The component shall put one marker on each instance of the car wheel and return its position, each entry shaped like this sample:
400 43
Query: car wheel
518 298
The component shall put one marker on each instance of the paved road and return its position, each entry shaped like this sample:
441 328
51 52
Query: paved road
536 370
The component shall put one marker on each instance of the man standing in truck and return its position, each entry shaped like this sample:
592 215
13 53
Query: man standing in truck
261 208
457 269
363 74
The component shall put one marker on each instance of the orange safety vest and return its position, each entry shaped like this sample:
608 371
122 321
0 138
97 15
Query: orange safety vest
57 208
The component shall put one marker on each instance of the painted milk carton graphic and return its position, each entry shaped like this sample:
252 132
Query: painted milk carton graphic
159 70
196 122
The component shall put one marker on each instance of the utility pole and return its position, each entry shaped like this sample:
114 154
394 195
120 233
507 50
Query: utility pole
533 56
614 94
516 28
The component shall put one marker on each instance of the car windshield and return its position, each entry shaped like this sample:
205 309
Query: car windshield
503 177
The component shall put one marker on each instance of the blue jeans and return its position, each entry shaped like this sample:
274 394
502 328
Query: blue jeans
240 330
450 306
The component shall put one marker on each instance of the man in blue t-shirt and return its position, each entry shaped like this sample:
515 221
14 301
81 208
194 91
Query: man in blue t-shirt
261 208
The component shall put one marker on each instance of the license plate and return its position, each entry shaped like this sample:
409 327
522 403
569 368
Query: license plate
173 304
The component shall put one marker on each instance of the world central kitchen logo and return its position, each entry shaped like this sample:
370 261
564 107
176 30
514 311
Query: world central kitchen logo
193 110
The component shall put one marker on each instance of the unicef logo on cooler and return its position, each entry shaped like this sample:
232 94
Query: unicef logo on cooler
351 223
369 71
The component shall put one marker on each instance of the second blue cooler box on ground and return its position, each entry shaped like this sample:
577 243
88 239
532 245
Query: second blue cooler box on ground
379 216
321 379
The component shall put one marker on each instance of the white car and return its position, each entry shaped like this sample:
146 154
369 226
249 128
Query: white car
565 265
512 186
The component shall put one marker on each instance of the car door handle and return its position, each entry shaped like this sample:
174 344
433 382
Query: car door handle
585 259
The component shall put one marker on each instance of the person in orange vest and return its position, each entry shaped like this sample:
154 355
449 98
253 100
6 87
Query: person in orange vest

# What is asked
Copy out each line exactly as written.

# Exercise response
The component shall put one marker on each instance of the car wheel and return its position, each entry shaped like this sample:
400 43
Query: car wheel
518 298
The component shall put one marker on each instance of the paved road and return its position, each entry shaped like this sample:
441 328
51 52
Query: paved road
536 370
The component shall put one marker on each instance of the man standing in truck and return its position, each entry shaped like this sample:
592 215
13 53
Query: man standing in truck
261 208
457 269
363 74
The component shall put one marker on each instance of the orange safety vest and return its position, each entry shaped like this sample:
608 371
122 321
0 138
97 15
Query: orange safety vest
57 208
The component shall put one marker on each instance of the painted milk carton graphic and return its position, each entry shaped like this sample:
252 132
Query: painted milk carton graphic
159 70
196 122
The component shall put one marker on each instance of the utility pole and return its position, each entry shaped like this sample:
114 154
394 195
120 233
507 50
Query: utility pole
533 56
614 94
516 28
The component shall put one marker on each instance of the car windshield and return its position, each entry shaped like this sample:
205 309
Query: car windshield
503 177
The component shall put one marker on each instance of the blue jeans and return its position, each entry shaped like this sample:
274 394
502 328
Query: blue jeans
240 330
450 306
The component shall put one marker on each instance of the man in blue t-shirt and return its position, each entry shaped like this sample:
515 221
14 301
81 208
194 91
Query: man in blue t-shirt
261 208
The component shall put one marker on each instance of the license plate and return its position, each entry shaped like this sample:
409 327
522 403
569 368
Query: license plate
173 304
The component shall put one marker on each instance of the world central kitchen logo and return its position, each entry shaped like this sample:
370 261
564 107
176 30
514 311
Query: world central kitchen logo
193 110
The component shall put one marker on each instance of the unicef logo on cooler and return its position, each entry shaped like this sample:
232 94
Query: unicef logo on cooler
351 223
369 71
The component shall put one marker on each instance of the second blue cooler box on ground and return its position, each entry shaped like this sample:
577 243
88 239
532 245
Query: second blue cooler box on ground
379 216
321 379
The component shall put one marker on each instance of the white car and return its position, each entry shaped like this sample:
146 154
369 226
249 128
Query: white car
565 265
512 186
The component shall put one marker on each instance of the car door handle and return its position, each entry shaped like this sample:
174 344
433 382
Query: car door handle
585 259
The component shall put one marker on each instance of the person in orange vest and return its position, each entry shaped like this sample:
154 355
449 98
253 100
6 87
Query: person in orange vest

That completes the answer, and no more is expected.